[Saved entries]
■ ■ ■ ■ ■ ■ ■
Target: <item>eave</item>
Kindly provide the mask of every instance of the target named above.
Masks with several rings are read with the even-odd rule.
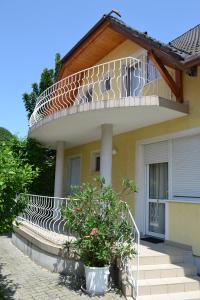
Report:
[[[84,50],[89,50],[89,47],[90,49],[92,49],[92,47],[96,47],[95,43],[97,44],[98,40],[100,41],[103,38],[106,38],[107,31],[110,32],[110,35],[112,34],[112,38],[109,39],[109,42],[105,47],[102,47],[103,49],[101,49],[101,54],[99,56],[96,56],[96,60],[95,57],[92,57],[88,54],[88,62],[83,65],[80,64],[80,67],[78,68],[78,66],[74,64],[75,60],[83,55]],[[118,43],[116,41],[117,38],[119,39]],[[155,54],[162,60],[163,64],[172,68],[178,68],[180,70],[184,69],[183,58],[171,51],[168,45],[156,41],[149,36],[146,36],[144,33],[129,28],[123,23],[116,21],[116,19],[112,16],[104,15],[88,31],[88,33],[63,57],[63,59],[61,60],[61,69],[58,73],[57,80],[60,80],[61,78],[63,78],[63,76],[70,75],[81,69],[88,68],[96,64],[99,60],[101,60],[104,56],[106,56],[110,51],[112,51],[126,39],[135,42],[146,50],[154,50]],[[114,41],[116,42],[114,43]]]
■ ■ ■ ■ ■ ■ ■
**What is needed:**
A faithful, word-for-word copy of the records above, pictures left out, is the answer.

**Exercise response:**
Target: <item>eave</item>
Kindly provide the mask of every instance of the target named above.
Masks with several rings are read with the even-odd rule.
Report:
[[[84,50],[89,50],[89,47],[90,49],[92,49],[92,47],[96,47],[95,43],[97,44],[98,40],[100,41],[103,38],[106,38],[107,31],[110,32],[110,35],[112,34],[112,38],[109,39],[109,42],[105,47],[102,47],[103,49],[101,49],[101,54],[99,56],[96,56],[96,60],[95,57],[92,57],[88,54],[88,62],[83,65],[80,64],[80,67],[78,68],[78,66],[74,64],[75,60],[83,55]],[[118,43],[116,41],[117,38],[119,39]],[[155,54],[162,60],[163,64],[172,68],[178,68],[180,70],[184,69],[183,58],[171,51],[168,45],[156,41],[149,36],[146,36],[144,33],[129,28],[123,23],[116,21],[116,19],[112,16],[104,15],[88,31],[88,33],[63,57],[63,59],[61,60],[61,69],[58,73],[57,80],[60,80],[61,78],[63,78],[63,76],[70,75],[81,69],[88,68],[96,64],[99,60],[101,60],[104,56],[106,56],[110,51],[112,51],[126,39],[135,42],[146,50],[154,50]],[[114,41],[116,42],[114,43]]]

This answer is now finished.